To do —
In the forum post on SDXL quantization speed, how many seconds did the q4_0 model take?

Passage —
********

-
Notifications
You must be signed in to change notification settings - Fork 497
Description
Dear authors,
Thanks for the great help. Currently we've tried to measure SDXL base model.
I've tried (win-vulkan)
sd-cli.exe -M convert -m sd_xl_diffusion_base_x1.safetensors -o sd_xl_diffusion_base_x1_q8_0.gguf -v --type q8_0
sd-cli.exe -M convert -m sd_xl_diffusion_base_x1.safetensors -o sd_xl_diffusion_base_x1_q4_0.gguf -v --type q4_0
I can convert SDXL into q8_0/q4_0 format by applying this.
And then I tried to compare fp16/q8_0/q4_0 models' time by:
sd-cli.exe -m sd_xl_diffusion_base_x1.safetensors -W 1024 -H 1024 -p "a lovely cat" --vae-tiling --vae-conv-direct --steps 7 -v
sd-cli.exe -m sd_xl_diffusion_base_x1_q8_0.gguf -W 1024 -H 1024 -p "a lovely cat" --vae-tiling --vae-conv-direct --type q8_0 -v --steps 7
sd-cli.exe -m sd_xl_diffusion_base_x1_q4_0.gguf -W 1024 -H 1024 -p "a lovely cat" --vae-tiling --vae-conv-direct --type q4_0 -v --steps 7
However, the time performances of the three models are almost the same.
FP16: 64 sec, q8_0: 68 sec, q4_0: 63 sec
Is this expected?
My platform info is as following:
Lunar Lake
CPU: Intel Ultra 268V
GPU: Intel R AI Boost
RAM: 32G
Thanks

********

Dataset content —
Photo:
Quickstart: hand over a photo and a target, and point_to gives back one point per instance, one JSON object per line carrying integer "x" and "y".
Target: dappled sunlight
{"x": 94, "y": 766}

********

Exercise answer —
63 seconds.